# Written task a:
From the journal's submission guidelines, copy the passage starting with "The African Cities" and going on through "on their type.".

# Text to read:
..............................

The African Cities Journal is a peer-reviewed journal that promotes a multi- and trans-disciplinary approach to urban planning. The Journal seeks to translate scientific evidence into practical recommendations to address the societal and spatial complexities of African cities. Therefore, we welcome contributions from different disciplinary perspectives (e.g., geography, public health, or information technologies) as long as they address urban planning challenges faced in the African continent and advance evidence-based recommendations. Please refer to the Journal’s Scope for more details.  

Types of Manuscripts Accepted

The journal accepts different manuscript types (see details below) that fit the above research scope. Manuscripts must be structured according to the instructions below, based on their type. 

Original Research Article

This manuscript type presents new findings based on original research conducted by the authors, and should be structured as follows: 

  • Introduction: provide background information explaining the relevance of the research topic and state the research question or hypothesis. 
  • (if applicable) Literature review / Related works: provide the state-of-the-art related to the research topic (previous works on the same question) - this section is particularly important for Review articles (see "Review Article” sub-section). 
  • Methods: describe the study design, materials, and procedures used (including data collection and analysis methods. 
  • (if applicable) Ethical considerations: for studies involving human subjects or animals, provide details of ethical approval (reference number and name of competent organization) 
  • Results: present the study’s findings (may include tables, figures, or other visual representations of data). 
  • Discussion: interpret and contextualize the results in relation to the research question and previous studies addressing the same topic, and address the results’ practical implications, limitations, and potential future research directions. 
  • Conclusion: summarize, in 1-2 paragraphs, the main findings and their significance, and restate the study's contribution to the field. 
  • (if applicable) Acknowledgments: recognize individuals or organizations that contributed to the research but do not meet the criteria for authorship. 
  • Declarations: see “Ethical Principles”. 
  • Authors’ contributions: authors must specify their contributions using the specific terms listed in the subsection “Authorship Criteria” below. 
  • References: authors must apply the “APA” style. For more detailed information, please refer to the free tutorial provided by the American Psychological Association, as well as their APA style summary and examples. We strongly encourage authors to use a reference manager software to avoid errors in this section.  
  • (if applicable) Supporting Information / Supplementary Materials: see details below. 

The main text of Original Research Articles may have a maximum of 6,000 words, excluding references, tables, and figures. Please note that for observational studies, authors must follow the STROBE checklist. 

Review Article (including Systematic Reviews & Meta-analyses)

Review Articles provide a comprehensive overview and synthesis of existing research literature on a specific topic. A Systematic Review is an article that follows a systematic and rigorous process to identify, select, and critically appraise relevant research studies on a specific topic, often with the aim of answering a focused research question. A Meta-analysis is a type of review article that statistically analyzes and synthesizes data from multiple primary research studies to derive overall conclusions. Review Articles, Meta-analyses and Systematic Reviews must be structured as follows: 

  • Introduction: provide background information explaining the relevance of the research topic and state the research question or hypothesis.

..............................

# Data shown:
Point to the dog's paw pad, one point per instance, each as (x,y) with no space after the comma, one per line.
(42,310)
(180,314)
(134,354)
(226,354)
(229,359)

..............................

# Written task b:
Offset every point coordinate in the listing by adding 10 to each number. Reproduce all of its lines, requests included.

# Task answer a:
The African Cities Journal is a peer-reviewed journal that promotes a multi- and trans-disciplinary approach to urban planning. The Journal seeks to translate scientific evidence into practical recommendations to address the societal and spatial complexities of African cities. Therefore, we welcome contributions from different disciplinary perspectives (e.g., geography, public health, or information technologies) as long as they address urban planning challenges faced in the African continent and advance evidence-based recommendations. Please refer to the Journal’s Scope for more details.  

Types of Manuscripts Accepted

The journal accepts different manuscript types (see details below) that fit the above research scope. Manuscripts must be structured according to the instructions below, based on their type.

# Task answer b:
Point to the dog's paw pad, one point per instance, each as (x,y) with no space after the comma, one per line.
(52,320)
(190,324)
(144,364)
(236,364)
(239,369)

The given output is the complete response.